Write out each entry again. Keep every word exactly as it is.
-- start --
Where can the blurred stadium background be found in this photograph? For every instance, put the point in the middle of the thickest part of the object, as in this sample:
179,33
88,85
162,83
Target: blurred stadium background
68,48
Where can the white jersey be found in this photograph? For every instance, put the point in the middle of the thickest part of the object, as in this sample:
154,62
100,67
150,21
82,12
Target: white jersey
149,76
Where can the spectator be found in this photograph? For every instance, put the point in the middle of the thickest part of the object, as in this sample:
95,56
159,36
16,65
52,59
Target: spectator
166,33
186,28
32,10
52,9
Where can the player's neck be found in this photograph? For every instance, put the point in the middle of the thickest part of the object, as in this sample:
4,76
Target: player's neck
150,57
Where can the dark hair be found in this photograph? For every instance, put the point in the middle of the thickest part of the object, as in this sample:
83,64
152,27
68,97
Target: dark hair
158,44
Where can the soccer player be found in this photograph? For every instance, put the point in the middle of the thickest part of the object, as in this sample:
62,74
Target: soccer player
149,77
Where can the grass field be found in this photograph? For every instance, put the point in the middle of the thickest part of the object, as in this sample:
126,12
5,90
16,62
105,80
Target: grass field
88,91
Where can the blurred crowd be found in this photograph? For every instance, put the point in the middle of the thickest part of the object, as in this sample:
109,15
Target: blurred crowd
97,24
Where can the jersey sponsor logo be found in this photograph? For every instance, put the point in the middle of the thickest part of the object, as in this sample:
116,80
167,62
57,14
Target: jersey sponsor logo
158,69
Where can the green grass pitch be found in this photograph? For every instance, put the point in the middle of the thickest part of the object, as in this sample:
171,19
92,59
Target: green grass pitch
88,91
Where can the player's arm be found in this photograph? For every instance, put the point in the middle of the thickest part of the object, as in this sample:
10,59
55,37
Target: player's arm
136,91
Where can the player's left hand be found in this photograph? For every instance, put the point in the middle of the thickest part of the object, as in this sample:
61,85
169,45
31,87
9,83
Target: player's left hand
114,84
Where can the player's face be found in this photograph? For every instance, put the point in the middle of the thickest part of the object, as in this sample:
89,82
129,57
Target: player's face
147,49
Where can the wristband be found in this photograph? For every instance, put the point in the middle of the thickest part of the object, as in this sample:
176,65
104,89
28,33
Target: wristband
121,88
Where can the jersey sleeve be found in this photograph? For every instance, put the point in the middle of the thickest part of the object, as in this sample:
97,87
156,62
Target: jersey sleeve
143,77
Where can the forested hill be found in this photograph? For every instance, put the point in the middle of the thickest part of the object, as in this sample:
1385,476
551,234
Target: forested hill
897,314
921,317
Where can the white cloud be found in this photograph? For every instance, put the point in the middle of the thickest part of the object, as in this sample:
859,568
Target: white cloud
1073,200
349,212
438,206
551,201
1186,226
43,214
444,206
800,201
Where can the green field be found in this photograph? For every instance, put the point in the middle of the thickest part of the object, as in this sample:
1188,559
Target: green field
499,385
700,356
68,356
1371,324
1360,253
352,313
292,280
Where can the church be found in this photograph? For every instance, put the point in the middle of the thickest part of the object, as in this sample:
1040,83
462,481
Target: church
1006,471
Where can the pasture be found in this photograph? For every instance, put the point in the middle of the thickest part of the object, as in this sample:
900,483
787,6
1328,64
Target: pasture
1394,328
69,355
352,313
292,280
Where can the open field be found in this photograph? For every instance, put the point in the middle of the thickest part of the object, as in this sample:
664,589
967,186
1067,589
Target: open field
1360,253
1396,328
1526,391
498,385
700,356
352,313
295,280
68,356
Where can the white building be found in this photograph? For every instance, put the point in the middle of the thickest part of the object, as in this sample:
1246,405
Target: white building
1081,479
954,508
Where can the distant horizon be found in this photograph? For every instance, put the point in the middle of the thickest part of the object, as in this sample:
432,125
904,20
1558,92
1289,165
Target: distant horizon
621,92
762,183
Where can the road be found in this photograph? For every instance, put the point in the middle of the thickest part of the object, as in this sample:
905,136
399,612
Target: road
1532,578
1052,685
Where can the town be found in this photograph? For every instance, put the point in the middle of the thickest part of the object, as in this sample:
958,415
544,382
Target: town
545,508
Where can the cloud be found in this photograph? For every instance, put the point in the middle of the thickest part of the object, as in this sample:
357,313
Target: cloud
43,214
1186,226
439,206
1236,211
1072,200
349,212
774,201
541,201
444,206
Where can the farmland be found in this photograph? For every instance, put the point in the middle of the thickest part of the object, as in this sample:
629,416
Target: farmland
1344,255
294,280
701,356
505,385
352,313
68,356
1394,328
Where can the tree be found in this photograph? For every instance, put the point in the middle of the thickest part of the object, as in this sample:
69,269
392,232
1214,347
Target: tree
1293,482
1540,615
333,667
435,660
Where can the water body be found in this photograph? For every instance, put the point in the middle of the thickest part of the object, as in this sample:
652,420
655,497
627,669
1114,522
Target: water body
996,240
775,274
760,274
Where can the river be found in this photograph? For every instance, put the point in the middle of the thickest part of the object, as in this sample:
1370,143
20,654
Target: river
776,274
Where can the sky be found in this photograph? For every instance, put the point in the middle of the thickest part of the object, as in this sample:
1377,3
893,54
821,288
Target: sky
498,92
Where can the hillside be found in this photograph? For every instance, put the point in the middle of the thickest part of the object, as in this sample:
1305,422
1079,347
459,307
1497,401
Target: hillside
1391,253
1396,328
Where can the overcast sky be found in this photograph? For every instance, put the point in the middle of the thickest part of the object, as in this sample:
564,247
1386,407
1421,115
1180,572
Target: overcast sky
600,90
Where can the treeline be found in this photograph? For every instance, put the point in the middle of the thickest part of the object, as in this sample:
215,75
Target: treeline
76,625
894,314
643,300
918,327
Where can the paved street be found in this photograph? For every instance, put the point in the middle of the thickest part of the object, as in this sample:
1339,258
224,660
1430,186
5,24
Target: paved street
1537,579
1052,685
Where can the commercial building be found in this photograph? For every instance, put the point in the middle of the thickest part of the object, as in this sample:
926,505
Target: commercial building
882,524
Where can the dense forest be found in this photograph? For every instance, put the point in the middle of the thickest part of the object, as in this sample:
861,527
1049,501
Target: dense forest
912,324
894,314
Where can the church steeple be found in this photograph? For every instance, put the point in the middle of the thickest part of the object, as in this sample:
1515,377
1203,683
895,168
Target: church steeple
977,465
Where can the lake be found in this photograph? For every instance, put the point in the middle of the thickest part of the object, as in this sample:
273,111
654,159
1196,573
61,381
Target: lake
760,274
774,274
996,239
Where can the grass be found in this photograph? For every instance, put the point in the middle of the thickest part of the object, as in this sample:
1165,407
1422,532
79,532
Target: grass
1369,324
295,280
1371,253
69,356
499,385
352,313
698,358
-- end --
COMPLETE OUTPUT –
Where can the blurred stadium background be found in this photograph? For every instance, put the point in the middle of the thickest part of the object, as in this sample:
179,33
88,85
162,83
Target: blurred stadium background
68,48
Where can the white jersey be found in this photograph? For every instance, put the point in the middle of the thickest part of the object, as in this sample:
154,62
100,67
150,21
82,12
Target: white jersey
149,76
Where can the spectator be found in this photograph? For every instance, put the point in the middle of the thickest part of the object, as in this sample:
95,56
159,36
16,65
52,59
Target: spectator
166,33
186,28
32,10
52,9
Where can the player's neck be found in this photograph? For every instance, put the point in the middle of the thickest part of the object, as in this sample:
4,76
Target: player's neck
150,57
Where can the dark hair be found in this photograph? For every instance, put the point in the middle of the thickest part of the object, as in this sample:
83,64
152,27
68,97
Target: dark hair
158,44
Where can the soccer player be found in this photograph? For every instance, put the point in the middle of the thickest part of the object, as in this sample:
62,74
Target: soccer player
149,77
Where can the grass field be found in this photograph? For every instance, put the point in the middle of the thickest part of the object, as in this sample:
126,12
5,90
16,62
105,80
Target: grass field
88,91
Where can the blurred crowd be found in this photograph? For every instance, put the point in the middle of the thickest part of the object, as in this sample:
109,15
Target: blurred crowd
97,24
Where can the jersey sponsor logo be found in this photograph? For every instance, put the point in the middle of the thickest part of the object, as in this sample:
116,80
167,62
57,14
Target: jersey sponsor logo
158,69
Where can the green grass pitch be found in this photograph? For every instance, put the point in the middle of the thickest part of the object, as in this sample:
171,19
92,59
Target: green grass pitch
88,91
Where can the player's arm be found in this photograph? For every instance, put the point in the middle of the thickest part of the object, as in this sample:
10,59
55,37
Target: player's arm
136,91
Where can the player's left hand be found in this photograph? For every instance, put the point in the middle of the thickest part of the object, as in this sample:
61,85
169,45
31,87
9,83
Target: player's left hand
114,84
Where can the player's face be found in this photograph? For every instance, put the point in the middle of the thickest part of the object, as in this sample:
89,82
129,57
Target: player's face
147,49
Where can the wristband be found in this photograph? For every instance, put the point in the middle of the thickest part of the object, as in this sample:
176,65
104,89
28,33
Target: wristband
121,88
Where can the jersey sleeve be found in this photograph? For every instance, put the point in the middle of the thickest part of the object, as in this sample:
97,87
156,62
Target: jersey sleeve
143,77
Where can the forested hill be found in this photograph? For every instance, put the point in the middle of the thickest part of the object, as in this sample:
1385,476
551,234
Target: forested hill
897,314
921,317
Where can the white cloud be found in this photograph? For every instance, put the point in the middle of the thickest part of the object, as in this sample:
859,568
Target: white cloud
1073,200
349,212
438,206
551,201
1186,226
43,214
444,206
800,201
Where can the green field be found in this photograph? For every instance, put the point in the middle of the thickest part of the object, as in this sample:
1188,559
Target: green field
499,385
700,356
68,356
1371,324
1360,253
352,313
292,280
Where can the church be found in this photograph? For every instance, put the point in the middle of the thickest part of the object, as in this sample:
1040,83
462,481
Target: church
1006,471
Where can the pasture be found in this photograph? For every instance, put the point in the middle of the thickest part of the object, as in this sample:
900,483
787,6
1328,64
Target: pasture
1394,328
69,355
352,313
292,280
Where can the open field be found in this photograph? For every instance, put the point in the middle of the thickest part of the object, as in this sample:
664,589
967,186
1067,589
Target: open field
1360,253
1396,328
1526,391
498,385
700,356
352,313
295,280
68,356
Where can the white building be found in this photograph? For every instance, put the point in the middle of the thickest part of the object, as in this sample:
1246,405
Target: white building
1081,479
954,508
Where can the distant horizon be found in this photograph? For every instance, put the point in the middle of the thickest part of the object, as in this sample:
432,125
904,20
1558,92
1289,165
Target: distant horizon
621,92
762,183
Where can the road be found in this photograph? For every instance, put the point in the middle of the thickest part of the object, as in this sample:
905,136
399,612
Target: road
1532,578
1052,685
Where can the town be found in this photograph? For every instance, put the point in the middle of the thickest part of the object, as in this sample:
958,415
544,382
Target: town
545,508
Where can the cloud be found in this photograph? For every instance, put the point in the middle of the thickest part of the object, as in this sample:
357,313
Target: cloud
43,214
1186,226
439,206
1236,211
1072,200
349,212
774,201
541,201
444,206
Where can the farmland be found in this photograph? For every instance, put the point in the middle of the thickest part of the object, as in this sample:
629,416
Target: farmland
1344,255
294,280
701,356
505,385
352,313
68,356
1394,328
Where can the tree be found in this photograph? For every instance, put the point in the middle of the thickest part of the object, as in this sample:
69,269
392,232
1214,347
Target: tree
1293,482
1540,615
333,667
435,660
Where can the water body be found in this photograph? For every instance, put the point in the middle of the thickest part of the object, as in this sample:
652,420
655,497
627,669
1114,522
Target: water body
996,240
775,274
760,274
Where can the river be found in this photograph? For every instance, put the point in the middle of the thickest part of the object, as in this sample:
1370,143
20,654
Target: river
776,274
Where can the sky be found in this photograph? For every instance, put the point in the middle of the thickest part of the object, as in this sample:
1377,3
893,54
821,288
Target: sky
498,92
Where can the hillside be found in this photograph? For every instance, put the point in the middle of the thickest part of the object, as in this sample:
1305,422
1079,347
459,307
1497,401
Target: hillside
1391,253
1396,328
Where can the overcast sky be found in this photograph? For every instance, put the point in the middle of the thickest part of the object, as in this sample:
564,247
1386,407
1421,115
1180,572
Target: overcast sky
600,90
Where can the treeline be found in this photograph? For every instance, put the point in the middle of the thickest part of the object, as in this sample:
215,75
Target: treeline
76,625
894,314
643,300
918,327
Where can the paved street be found in this photograph? For every instance, put the point in the middle of the thickest part of the object, as in this sample:
1339,258
224,660
1430,186
5,24
Target: paved street
1537,579
1052,685
Where can the commercial building be found in this photograph? For every instance, put the point in the middle of the thickest part of the object, as in this sample:
926,505
Target: commercial building
882,524
Where can the dense forest be found in this photograph? For every instance, put the point in the middle of the thickest part of the object, as in this sample:
861,527
1049,501
Target: dense forest
912,324
894,314
Where can the church steeple be found in this photograph? For every instance, put the point in the middle of the thickest part of the object, as in this sample:
1515,377
1203,683
895,168
Target: church steeple
977,465
Where can the lake be found in this photograph? For every instance, put the point in the middle of the thickest part of the object, as in this sample:
273,111
654,159
1196,573
61,381
Target: lake
760,274
774,274
996,239
Where can the grass be found in this photograph? For every instance, put the point in the middle of the thickest part of the object, as in this sample:
1165,407
1422,532
79,532
Target: grass
1369,324
295,280
1371,253
69,356
499,385
352,313
698,358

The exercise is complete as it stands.